Transcribe every entry below verbatim, omitting the pictures.

═══ Provided entries ═══

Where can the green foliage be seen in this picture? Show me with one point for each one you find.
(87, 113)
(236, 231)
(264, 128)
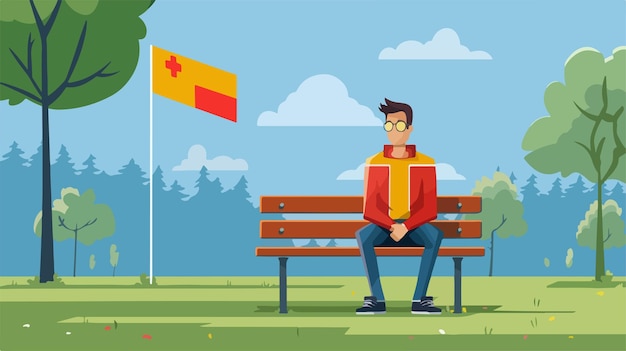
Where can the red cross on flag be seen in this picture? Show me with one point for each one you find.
(194, 83)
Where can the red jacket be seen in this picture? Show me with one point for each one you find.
(414, 176)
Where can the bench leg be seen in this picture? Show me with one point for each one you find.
(283, 284)
(457, 284)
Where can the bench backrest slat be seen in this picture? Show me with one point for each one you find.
(346, 229)
(354, 204)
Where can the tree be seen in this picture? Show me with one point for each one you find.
(585, 130)
(176, 190)
(85, 52)
(114, 257)
(207, 189)
(613, 225)
(13, 159)
(556, 193)
(63, 169)
(569, 258)
(501, 213)
(74, 214)
(530, 192)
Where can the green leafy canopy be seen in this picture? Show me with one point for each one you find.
(562, 142)
(110, 32)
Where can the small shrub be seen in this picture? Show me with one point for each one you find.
(144, 280)
(56, 282)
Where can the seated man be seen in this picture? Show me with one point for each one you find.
(400, 199)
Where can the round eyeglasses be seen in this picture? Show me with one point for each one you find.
(400, 126)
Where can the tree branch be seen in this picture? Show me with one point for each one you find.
(605, 98)
(586, 148)
(86, 80)
(62, 224)
(28, 70)
(66, 83)
(38, 20)
(617, 153)
(53, 16)
(502, 223)
(600, 145)
(586, 114)
(22, 91)
(617, 114)
(88, 223)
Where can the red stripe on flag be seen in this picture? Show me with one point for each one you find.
(216, 103)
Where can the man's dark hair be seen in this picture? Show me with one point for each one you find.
(392, 106)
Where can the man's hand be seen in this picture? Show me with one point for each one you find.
(398, 231)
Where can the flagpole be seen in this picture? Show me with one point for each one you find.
(151, 188)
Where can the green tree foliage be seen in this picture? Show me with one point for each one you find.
(114, 257)
(585, 130)
(569, 258)
(502, 212)
(79, 217)
(613, 225)
(61, 55)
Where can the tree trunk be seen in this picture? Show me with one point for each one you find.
(46, 268)
(599, 234)
(75, 245)
(493, 233)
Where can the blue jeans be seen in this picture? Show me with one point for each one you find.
(373, 235)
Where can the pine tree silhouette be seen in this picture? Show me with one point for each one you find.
(90, 166)
(62, 171)
(13, 159)
(556, 192)
(530, 191)
(177, 191)
(206, 188)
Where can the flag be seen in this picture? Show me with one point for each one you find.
(194, 83)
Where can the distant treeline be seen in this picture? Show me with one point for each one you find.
(215, 231)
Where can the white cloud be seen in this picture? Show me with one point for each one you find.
(353, 174)
(444, 172)
(196, 158)
(445, 45)
(447, 172)
(321, 100)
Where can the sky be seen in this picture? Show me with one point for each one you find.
(310, 78)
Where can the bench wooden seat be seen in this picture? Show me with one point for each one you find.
(346, 229)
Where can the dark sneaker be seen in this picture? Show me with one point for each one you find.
(425, 306)
(371, 306)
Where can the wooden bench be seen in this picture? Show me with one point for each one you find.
(346, 229)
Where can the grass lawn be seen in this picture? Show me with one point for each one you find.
(241, 313)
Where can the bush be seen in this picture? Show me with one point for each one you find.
(144, 280)
(56, 282)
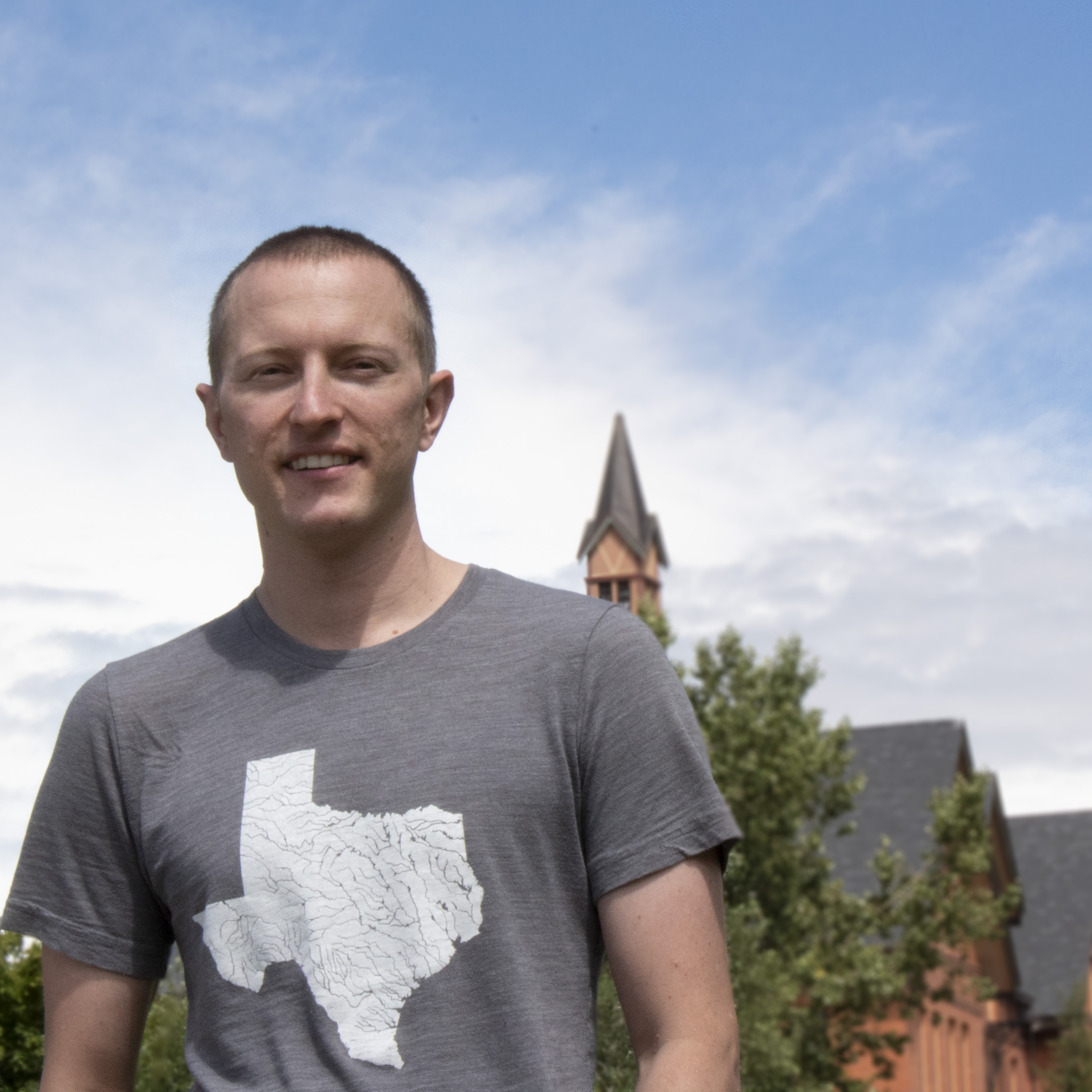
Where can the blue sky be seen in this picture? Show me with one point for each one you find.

═══

● **Correct output**:
Where can the green foliage be seen in this picture? Show me with one point for each one you find.
(87, 113)
(236, 231)
(264, 128)
Where can the red cross on flag be seen in this picture? Show me with one point for each one you find.
(194, 83)
Where can the red jacket be seen in this picture? Show me with one point for each one you find.
(414, 176)
Where can the bench leg be seen in this picture? Show me with one point for each one you find.
(283, 284)
(457, 284)
Where can the bench backrest slat be seen in this picture? Show me with one point for each one you find.
(346, 229)
(354, 204)
Where can the tree be seen in this picture? Show me with one point for each one you find.
(585, 130)
(176, 190)
(85, 52)
(114, 257)
(207, 189)
(613, 225)
(13, 159)
(556, 193)
(63, 169)
(569, 258)
(501, 213)
(74, 214)
(530, 192)
Where can the green leafy canopy be seen in this picture? Show me with one point for each one you find.
(562, 142)
(110, 32)
Where can the small shrub be seen in this picture? Show me with one point for each one you find.
(144, 280)
(56, 282)
Where can the seated man be seen in this picture? Show me with one point for each one you find.
(400, 199)
Where can the round eyeglasses be seen in this picture? Show me with one point for each one you find.
(400, 126)
Where can the tree branch be seen in this picture? Show me with one point for each one you find.
(605, 98)
(586, 148)
(86, 80)
(62, 224)
(28, 70)
(66, 83)
(38, 20)
(617, 153)
(53, 16)
(502, 223)
(600, 145)
(586, 114)
(22, 91)
(617, 114)
(88, 223)
Where can the red stripe on flag be seen in this picture? Show me with one point for each one you find.
(216, 103)
Where can the man's dark hair be seen in this picture? Show me with one point for each one you find.
(392, 106)
Where can the man's hand be seen in this picture? Show me with one point for each one you find.
(398, 231)
Where can the flagpole be seen in this picture? Show me with one point for each one you find.
(151, 188)
Where can the green tree foliage be seen in this picture? Show me with one point for each one you find.
(114, 257)
(585, 130)
(569, 258)
(502, 212)
(79, 217)
(613, 225)
(61, 55)
Where can the tree trunk be seen in this picture? Show me with one point for each one you find.
(46, 268)
(599, 234)
(75, 245)
(493, 233)
Where can the blue jeans be seen in this picture? Show me with one point for each one you find.
(373, 235)
Where can the pine tree silhouette be seen in this picture? Show me with one point for each one you find.
(90, 166)
(62, 171)
(13, 159)
(556, 192)
(530, 191)
(177, 191)
(206, 188)
Where can the flag be seen in this picture? Show me with one point for each one you find.
(194, 83)
Where can the distant treeline be seen in this picture? Show me with one point for each one you find.
(215, 231)
Where can the white cloud be seen in this picture? Show me with one point for each one you find.
(353, 174)
(444, 172)
(196, 158)
(445, 45)
(447, 172)
(321, 100)
Where can the sky be seen in this picture? Show me with one point for each one you find.
(310, 78)
Where can the bench wooden seat be seen in this picture? Show me with one point for each one you find.
(346, 229)
Where can the dark sneaker be seen in this picture? Show me with one point for each one you find.
(425, 306)
(371, 306)
Where can the wooden bench be seen in this picture? Show me with one point for each one you find.
(346, 229)
Where can the grass lawn be seen in this picture? Show me with one point for each one you find.
(241, 313)
Where can the bush be seen in this picture? Show me with one point for each one you find.
(144, 280)
(56, 282)
Where can the blue sky be seen in this picture? Show me with one point for each one you find.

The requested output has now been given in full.